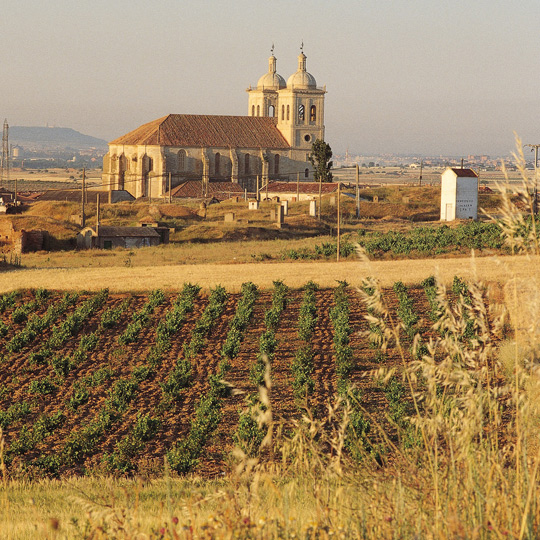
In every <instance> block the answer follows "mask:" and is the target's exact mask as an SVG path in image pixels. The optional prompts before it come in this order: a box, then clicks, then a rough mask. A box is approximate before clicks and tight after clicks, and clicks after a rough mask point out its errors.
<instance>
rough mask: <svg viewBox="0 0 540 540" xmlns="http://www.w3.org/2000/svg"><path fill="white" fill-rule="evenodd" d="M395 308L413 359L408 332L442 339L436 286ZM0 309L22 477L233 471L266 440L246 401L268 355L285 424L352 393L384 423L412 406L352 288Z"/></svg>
mask: <svg viewBox="0 0 540 540" xmlns="http://www.w3.org/2000/svg"><path fill="white" fill-rule="evenodd" d="M430 287H431V288H430ZM366 290H367V291H368V294H373V291H371V292H370V291H369V290H368V289H366ZM463 291H465V294H466V288H465V289H463ZM430 294H431V296H430ZM385 296H386V303H387V306H388V309H389V317H390V318H391V319H393V320H395V321H397V322H399V321H402V322H403V324H404V330H403V331H402V340H403V350H404V351H405V355H406V360H410V359H411V358H412V356H411V355H412V354H413V353H412V352H411V345H412V338H411V337H410V336H411V333H410V330H414V331H418V332H420V333H421V334H422V339H423V340H427V339H428V338H429V336H430V335H432V330H431V329H430V323H429V317H430V316H431V315H432V314H433V312H432V310H433V309H434V308H433V285H429V284H425V285H424V287H421V286H419V285H417V286H414V287H409V288H407V287H405V286H403V285H402V284H400V285H399V286H396V285H395V286H394V288H393V289H387V290H386V291H385ZM451 296H452V295H451ZM452 298H453V299H454V301H455V299H456V297H455V295H454V296H452ZM0 300H1V302H0V311H1V315H0V320H1V322H0V336H1V337H0V351H2V358H1V363H0V426H1V427H2V429H3V430H4V436H5V440H6V445H7V450H6V453H5V456H4V457H5V460H6V462H7V464H8V470H9V471H11V472H12V473H13V472H16V471H25V472H26V474H30V475H32V474H36V475H38V476H39V475H64V474H73V473H75V474H81V473H84V472H87V471H92V470H94V471H101V472H112V473H117V472H120V473H125V472H128V473H131V472H135V471H139V472H152V471H154V472H159V471H161V470H162V467H163V462H164V458H165V456H167V457H168V460H169V463H170V464H171V467H172V469H174V470H176V471H177V472H179V473H184V472H188V471H195V472H198V473H200V474H203V475H206V476H214V475H217V474H219V473H221V472H223V471H226V470H228V463H229V460H230V452H231V450H232V449H233V447H234V446H235V444H236V445H240V446H241V447H243V448H244V449H245V450H246V452H248V453H249V452H250V451H251V450H252V448H251V446H250V445H251V444H252V443H255V444H256V443H257V438H258V437H259V431H258V429H257V427H256V425H255V424H254V423H253V422H252V421H251V420H250V416H249V415H245V414H244V415H242V411H243V410H245V408H246V398H247V397H248V396H251V400H252V403H255V402H256V401H257V399H258V398H257V393H256V391H257V384H262V383H263V380H264V370H265V363H264V360H263V358H262V356H261V355H262V353H263V352H264V353H265V354H266V355H267V357H268V359H269V364H270V369H271V379H272V389H271V404H272V410H273V415H274V418H276V419H278V420H279V419H280V418H283V419H287V420H286V421H287V422H290V421H291V420H292V419H294V418H299V417H300V415H301V414H302V411H303V410H304V408H305V406H306V405H309V407H310V408H312V410H313V411H315V414H321V415H322V414H324V413H323V411H324V407H325V405H326V403H327V402H328V401H329V400H330V399H332V398H334V397H335V396H336V395H337V394H343V393H344V392H346V391H347V389H348V388H351V385H356V386H357V387H358V388H360V389H361V391H362V405H363V407H364V408H365V409H366V410H367V411H371V413H373V414H375V415H377V417H378V418H384V412H385V411H389V412H390V414H397V413H395V412H392V406H393V401H392V400H393V399H395V396H396V395H398V399H399V400H400V402H403V400H404V399H405V398H404V397H403V388H400V386H399V383H397V382H394V383H392V384H394V386H393V387H392V388H389V387H388V386H386V387H385V386H384V385H381V384H378V385H377V384H375V383H373V380H372V379H371V378H370V377H366V375H368V374H369V373H370V372H372V371H373V370H376V369H378V368H379V367H381V366H382V365H384V366H385V367H391V366H397V365H399V364H400V363H401V361H402V359H401V356H400V354H399V353H398V350H397V349H396V347H395V344H394V345H392V344H390V346H389V348H388V349H387V350H384V348H383V349H381V348H380V346H379V345H377V344H376V343H375V342H374V341H373V337H369V336H368V333H367V332H366V331H367V330H368V323H367V322H366V319H365V316H366V315H367V313H368V311H367V308H366V306H365V305H364V302H363V300H362V299H361V297H360V292H359V291H358V290H356V289H353V288H351V287H346V286H345V285H344V284H341V285H340V286H339V287H338V288H337V289H335V290H330V289H318V287H316V286H315V285H313V284H309V283H308V284H307V285H306V286H305V287H304V288H303V289H302V290H290V289H288V287H286V286H285V285H284V284H283V283H281V282H277V283H275V284H274V287H273V289H271V290H266V291H265V290H259V289H257V287H255V286H254V285H253V284H245V285H244V286H243V287H242V291H241V293H236V292H235V293H228V292H226V291H225V289H223V288H221V287H217V288H215V289H213V290H212V291H211V293H210V294H206V293H203V292H202V291H200V290H199V287H196V286H190V285H187V286H184V287H183V288H182V290H181V291H180V292H179V293H177V294H167V295H166V294H163V293H162V292H161V291H159V290H156V291H154V292H152V293H150V294H131V295H130V294H109V293H108V291H107V290H102V291H100V292H98V293H87V292H86V293H81V294H77V293H66V294H62V293H60V292H52V293H50V292H48V291H45V290H36V291H33V292H32V291H25V292H18V293H14V294H11V295H4V296H2V297H0ZM372 330H373V331H375V330H374V329H373V328H372ZM223 380H226V381H227V385H225V384H224V383H223ZM228 385H232V387H234V388H235V389H236V391H235V392H231V391H230V389H228ZM396 385H397V386H396ZM392 396H394V397H392ZM405 400H406V399H405ZM259 442H260V441H259Z"/></svg>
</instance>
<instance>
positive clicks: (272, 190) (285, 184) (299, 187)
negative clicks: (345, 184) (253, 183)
mask: <svg viewBox="0 0 540 540" xmlns="http://www.w3.org/2000/svg"><path fill="white" fill-rule="evenodd" d="M337 188H338V184H337V182H323V184H322V189H321V191H322V194H323V195H324V194H328V193H334V192H335V191H337ZM264 191H265V190H263V192H264ZM268 191H269V192H272V193H293V194H294V193H296V182H270V183H269V184H268ZM299 191H300V193H303V194H304V195H318V194H319V182H300V184H299Z"/></svg>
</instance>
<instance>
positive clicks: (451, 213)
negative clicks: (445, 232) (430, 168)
mask: <svg viewBox="0 0 540 540" xmlns="http://www.w3.org/2000/svg"><path fill="white" fill-rule="evenodd" d="M477 218H478V175H477V174H476V173H475V172H474V171H473V170H472V169H453V168H451V167H447V169H446V170H445V171H444V172H443V173H442V175H441V221H454V220H455V219H477Z"/></svg>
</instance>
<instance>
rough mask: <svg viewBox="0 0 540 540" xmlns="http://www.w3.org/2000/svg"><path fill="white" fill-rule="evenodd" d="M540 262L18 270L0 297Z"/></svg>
mask: <svg viewBox="0 0 540 540" xmlns="http://www.w3.org/2000/svg"><path fill="white" fill-rule="evenodd" d="M539 268H540V257H537V256H536V257H525V256H507V257H480V258H475V259H472V258H460V259H436V258H431V259H414V260H400V261H369V262H364V261H361V260H356V261H343V262H339V263H336V262H307V261H306V262H287V263H269V264H258V263H249V264H241V265H233V264H200V265H181V266H156V267H131V268H130V267H122V268H120V267H116V268H115V267H111V268H69V269H68V268H50V269H28V270H26V269H21V270H16V271H10V272H4V273H0V293H3V292H8V291H14V290H17V289H27V288H32V287H45V288H48V289H59V290H88V291H97V290H99V289H101V288H103V287H108V288H109V289H110V290H111V291H114V292H136V291H149V290H152V289H154V288H162V289H166V290H172V291H178V290H180V289H181V287H182V285H183V284H184V283H186V282H193V283H198V284H199V285H201V286H202V287H204V288H205V289H208V288H210V287H215V286H216V285H223V286H224V287H226V288H227V289H228V290H233V291H238V290H239V289H240V286H241V284H242V283H243V282H245V281H252V282H253V283H255V284H257V285H258V286H260V287H263V288H269V287H271V286H272V282H273V281H275V280H277V279H281V280H283V281H284V282H285V283H287V285H289V286H290V287H292V288H298V287H301V286H302V285H303V284H304V283H306V281H309V280H310V279H311V280H314V281H316V282H317V283H318V284H319V285H321V286H322V287H335V286H336V283H337V281H338V280H347V281H348V282H349V283H351V284H352V285H358V284H359V283H360V282H361V280H362V279H363V278H365V277H367V276H376V277H377V279H379V281H380V283H381V285H382V286H385V287H388V286H391V285H392V283H394V282H395V281H397V280H402V281H403V282H404V283H408V284H412V283H419V282H420V281H422V280H423V279H425V278H426V277H428V276H430V275H432V274H435V275H438V276H439V278H440V279H441V281H443V282H444V283H446V284H449V283H450V282H451V281H452V279H453V277H454V275H460V276H463V277H464V278H473V277H478V278H479V279H481V280H483V281H493V282H501V283H506V281H507V280H508V279H509V277H510V276H514V277H517V278H523V279H532V278H537V277H538V276H537V274H538V269H539Z"/></svg>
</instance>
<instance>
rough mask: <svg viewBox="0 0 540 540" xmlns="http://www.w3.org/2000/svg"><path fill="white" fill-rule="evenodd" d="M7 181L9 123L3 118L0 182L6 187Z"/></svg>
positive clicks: (8, 151)
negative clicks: (3, 123) (3, 124)
mask: <svg viewBox="0 0 540 540" xmlns="http://www.w3.org/2000/svg"><path fill="white" fill-rule="evenodd" d="M8 182H9V125H8V123H7V119H5V120H4V131H3V134H2V163H0V183H1V184H4V185H5V186H6V187H7V183H8Z"/></svg>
········
> _About this task_: Copy out every line of the material above that contains the word "rough". Case counts.

> _Output for this task_:
In every <instance> block the answer follows "mask:" and is the target's exact mask as an SVG path in image pixels. The optional prompts before it come in this order: a box, then clicks, then a rough mask. A box is approximate before clicks and tight after clicks, and clicks after a rough mask point out its errors.
rough mask: <svg viewBox="0 0 540 540" xmlns="http://www.w3.org/2000/svg"><path fill="white" fill-rule="evenodd" d="M395 308L413 359L408 332L442 339L436 286ZM0 309L22 477L233 471L266 440L246 401L268 355L285 424L352 393L384 423L412 406L352 288Z"/></svg>
rough mask: <svg viewBox="0 0 540 540" xmlns="http://www.w3.org/2000/svg"><path fill="white" fill-rule="evenodd" d="M540 262L18 270L0 297Z"/></svg>
rough mask: <svg viewBox="0 0 540 540" xmlns="http://www.w3.org/2000/svg"><path fill="white" fill-rule="evenodd" d="M7 181L9 123L3 118L0 182L6 187Z"/></svg>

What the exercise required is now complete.